-------- Records provided --------

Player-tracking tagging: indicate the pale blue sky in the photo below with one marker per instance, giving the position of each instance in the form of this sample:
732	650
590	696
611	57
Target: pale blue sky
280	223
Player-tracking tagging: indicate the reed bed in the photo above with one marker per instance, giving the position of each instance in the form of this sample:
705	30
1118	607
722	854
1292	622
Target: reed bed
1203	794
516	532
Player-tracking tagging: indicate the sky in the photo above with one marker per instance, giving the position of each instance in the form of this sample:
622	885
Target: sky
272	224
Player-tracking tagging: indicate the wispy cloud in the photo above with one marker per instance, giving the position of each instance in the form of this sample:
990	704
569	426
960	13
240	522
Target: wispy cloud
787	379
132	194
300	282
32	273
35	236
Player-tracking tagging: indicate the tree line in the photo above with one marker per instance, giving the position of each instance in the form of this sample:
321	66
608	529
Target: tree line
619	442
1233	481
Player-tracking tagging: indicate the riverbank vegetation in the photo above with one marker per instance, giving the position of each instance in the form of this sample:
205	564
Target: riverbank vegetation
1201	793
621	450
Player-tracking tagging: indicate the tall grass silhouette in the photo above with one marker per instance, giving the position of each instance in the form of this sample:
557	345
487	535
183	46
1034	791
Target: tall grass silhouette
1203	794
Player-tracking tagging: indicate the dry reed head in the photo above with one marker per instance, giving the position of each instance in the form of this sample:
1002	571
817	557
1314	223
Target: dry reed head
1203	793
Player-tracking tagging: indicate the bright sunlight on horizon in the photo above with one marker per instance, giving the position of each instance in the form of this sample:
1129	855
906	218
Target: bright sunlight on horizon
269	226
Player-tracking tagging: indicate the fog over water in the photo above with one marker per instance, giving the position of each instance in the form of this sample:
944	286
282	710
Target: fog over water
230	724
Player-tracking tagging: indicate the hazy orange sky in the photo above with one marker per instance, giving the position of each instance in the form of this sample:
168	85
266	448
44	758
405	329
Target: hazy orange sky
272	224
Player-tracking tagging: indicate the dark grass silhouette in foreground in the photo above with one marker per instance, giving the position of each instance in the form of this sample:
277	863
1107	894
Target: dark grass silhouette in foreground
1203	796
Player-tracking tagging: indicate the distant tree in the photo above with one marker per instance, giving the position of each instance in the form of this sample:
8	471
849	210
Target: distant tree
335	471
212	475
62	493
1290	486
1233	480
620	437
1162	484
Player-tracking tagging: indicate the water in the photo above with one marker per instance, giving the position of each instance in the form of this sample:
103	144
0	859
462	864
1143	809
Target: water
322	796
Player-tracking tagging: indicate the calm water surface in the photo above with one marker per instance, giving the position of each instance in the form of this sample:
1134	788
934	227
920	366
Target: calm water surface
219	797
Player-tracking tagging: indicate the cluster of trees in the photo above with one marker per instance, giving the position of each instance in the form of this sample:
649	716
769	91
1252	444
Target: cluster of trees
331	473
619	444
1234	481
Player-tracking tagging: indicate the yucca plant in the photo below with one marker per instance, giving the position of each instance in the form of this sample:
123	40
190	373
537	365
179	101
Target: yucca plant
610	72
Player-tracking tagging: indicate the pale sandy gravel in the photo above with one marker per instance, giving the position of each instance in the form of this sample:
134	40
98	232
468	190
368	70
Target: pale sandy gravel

--------

Task - Reproduce the records word for word.

Solution for this problem -
Player-tracking tagging: indicate the pale blue sky in the photo below with one marker per instance, giving the position of each instance in the form of this sample:
732	650
590	696
611	57
Target: pale blue sky
280	223
Player-tracking tagging: indicate the reed bed in the photo above with one marker per instance, giving the position of each instance in the form of this sample:
705	30
1118	607
722	854
1292	622
Target: reed bed
1203	794
516	532
Player-tracking tagging: indicate the sky in the photo above with one marker per instance, giving the position of each instance in the form of this sample:
622	885
Target: sky
272	224
Player-tracking tagging: indicate the wispy cloud in the photo above with one marker per instance, giving the position of each instance in the form of this sample:
990	704
569	426
960	13
240	522
Target: wispy cloud
787	379
132	194
300	282
32	273
35	236
Player-tracking tagging: indicate the tree line in the photo above with one marker per instance, giving the position of each instance in the form of this sample:
321	66
608	529
Target: tree line
619	442
1233	481
Player-tracking tagging: indicate the riverbank vegetation in the photo above with one marker per instance, giving the position of each instance in the form of this sample:
205	564
Target: riverbank vegetation
1201	793
621	450
Player-tracking tagging: indicate the tall grass silhouette in the photo above with one marker per instance, giving the position of each instance in the form of this sample:
557	345
487	535
183	46
1034	791
Target: tall grass silhouette
1203	794
Player-tracking tagging: indicate the dry reed head in the photo above with one marker per instance, giving the position of each instance in the form of this sample:
1002	571
817	557
1314	223
Target: dry reed head
1203	793
Player-tracking tagging: indicate the bright sunlight on horizon in the photo above with one marker per instance, giving the position of each instance in the form of this sample:
1129	855
906	218
Target: bright sunlight on horizon
269	226
Player-tracking tagging: indicate the fog over water in the photo above with one marker per instance, giving the position of each instance in the form of this sample:
944	286
282	710
Target: fog over water
230	724
Player-tracking tagging: indicate the hazy orange sky in the photo above with one marker per instance, giving the position of each instance in the form of this sample:
168	85
266	448
44	758
405	329
Target: hazy orange sky
272	224
Player-tracking tagging: indicate the dark grass silhouette in foreground in the photo above with one marker per instance, giving the position of each instance in the form of this sample:
277	863
1107	894
Target: dark grass silhouette in foreground
1203	796
Player-tracking tagging: indicate the distant tree in the photo above with one marker per instance, giving the position of each instance in the form of this sample:
8	471
849	210
Target: distant tree
335	471
212	475
62	493
1290	486
1233	480
620	437
1162	484
Player-tracking tagging: indicate the water in the photo above with one marker per instance, giving the position of each instance in the form of this sample:
103	144
0	859
462	864
1143	809
Target: water
322	796
Player-tracking tagging: indicate the calm water surface in the photo above with one marker per instance, giving the position of each instance in the form of this sample:
1134	788
934	227
920	366
Target: calm water surface
219	797
Player-tracking tagging: indicate the cluster of trees in the photo above with one marker per instance, giving the position of each instance in the form of this sample:
649	716
769	91
1252	444
Target: cluster of trees
331	473
619	444
1234	481
Player-tracking tagging: indicate the yucca plant in the photo below with one marker per instance, giving the position of each instance in the form of this sample:
123	40
190	373
537	365
179	101
Target: yucca plant
610	72
Player-tracking tagging: indicate the pale sandy gravel in the photo above with one marker per instance, giving the position of each instance in the form of this sample:
134	40
98	232
468	190
368	70
Target: pale sandy gravel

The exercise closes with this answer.